#### Text to read

+===+

# Wine Stopper Tap and Die Problem



## artdunbar (Apr 19, 2007)

I have several metal wine stoppers that use a metal bolt (1/4" or larger) to hold the turned wood handle. The stoppers are from more than one manufacturer, hence different size bolts. How do you determine the correct size hole to drill and the tap size to make the threads?


----------



## firehawkmph (Apr 26, 2008)

Art,
I normally do not tap the wood. I drill a hole just slightly smaller than the outer thread diameter. What you are after is a hole that would be the size of the inner thread diameter, if that makes sense. 
It also depends on the wood. If the wood is soft, you would want the hole a smidgen smaller. If the wood is really dense, you don't have much room for error. I thread the piece onto the adapter that you can buy from wherever you get the winestoppers from. After turning, I finish it, buff it, and then I add a drop of CA glue to the hole right before I thread the wood onto the bottle stopper.

+===+

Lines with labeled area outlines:
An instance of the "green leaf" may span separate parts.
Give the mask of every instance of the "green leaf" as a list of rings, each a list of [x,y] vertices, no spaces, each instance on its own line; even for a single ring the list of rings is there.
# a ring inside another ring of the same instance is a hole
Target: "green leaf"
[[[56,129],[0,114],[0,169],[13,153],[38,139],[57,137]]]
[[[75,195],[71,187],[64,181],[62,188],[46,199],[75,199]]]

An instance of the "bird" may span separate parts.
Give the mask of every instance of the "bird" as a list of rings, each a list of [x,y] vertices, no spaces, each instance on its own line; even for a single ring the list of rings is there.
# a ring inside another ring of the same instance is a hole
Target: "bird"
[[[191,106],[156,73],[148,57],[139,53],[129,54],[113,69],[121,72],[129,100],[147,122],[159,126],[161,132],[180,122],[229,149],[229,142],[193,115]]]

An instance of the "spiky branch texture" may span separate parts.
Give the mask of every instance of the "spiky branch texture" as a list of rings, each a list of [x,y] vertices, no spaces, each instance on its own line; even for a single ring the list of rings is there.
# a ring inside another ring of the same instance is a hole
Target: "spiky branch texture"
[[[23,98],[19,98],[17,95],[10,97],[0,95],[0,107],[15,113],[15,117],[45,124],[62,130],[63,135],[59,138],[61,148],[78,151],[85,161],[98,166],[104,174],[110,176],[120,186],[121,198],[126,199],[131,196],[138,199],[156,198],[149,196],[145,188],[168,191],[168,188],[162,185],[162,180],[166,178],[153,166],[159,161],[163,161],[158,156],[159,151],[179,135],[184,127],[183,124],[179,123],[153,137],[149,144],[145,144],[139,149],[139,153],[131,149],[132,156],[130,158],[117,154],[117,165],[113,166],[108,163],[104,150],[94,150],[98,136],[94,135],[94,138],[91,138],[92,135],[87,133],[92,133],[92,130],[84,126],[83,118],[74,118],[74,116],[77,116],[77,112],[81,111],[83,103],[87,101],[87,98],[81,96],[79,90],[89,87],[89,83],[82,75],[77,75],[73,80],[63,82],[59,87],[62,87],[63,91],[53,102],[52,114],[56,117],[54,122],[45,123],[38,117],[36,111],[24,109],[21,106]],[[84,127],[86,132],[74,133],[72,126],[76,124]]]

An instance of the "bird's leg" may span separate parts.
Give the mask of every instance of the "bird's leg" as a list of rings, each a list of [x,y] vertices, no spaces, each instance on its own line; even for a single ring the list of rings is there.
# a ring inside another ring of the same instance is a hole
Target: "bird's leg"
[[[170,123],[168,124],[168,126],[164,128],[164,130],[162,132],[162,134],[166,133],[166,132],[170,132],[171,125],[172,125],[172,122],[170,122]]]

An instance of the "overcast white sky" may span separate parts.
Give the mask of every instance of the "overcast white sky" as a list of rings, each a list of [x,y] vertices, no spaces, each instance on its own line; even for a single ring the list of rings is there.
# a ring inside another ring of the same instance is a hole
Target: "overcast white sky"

+===+

#### Stated goal A
In the wine stopper thread, what does firehawkmph add to the hole right before threading the wood onto the bottle stopper?
#### Stated goal B
Return the passage of the wine stopper thread that begins at the words "## artdunbar (Apr" and stops after "make the threads?".

#### Exercise answer A
A drop of CA glue.

#### Exercise answer B
## artdunbar (Apr 19, 2007)

I have several metal wine stoppers that use a metal bolt (1/4" or larger) to hold the turned wood handle. The stoppers are from more than one manufacturer, hence different size bolts. How do you determine the correct size hole to drill and the tap size to make the threads?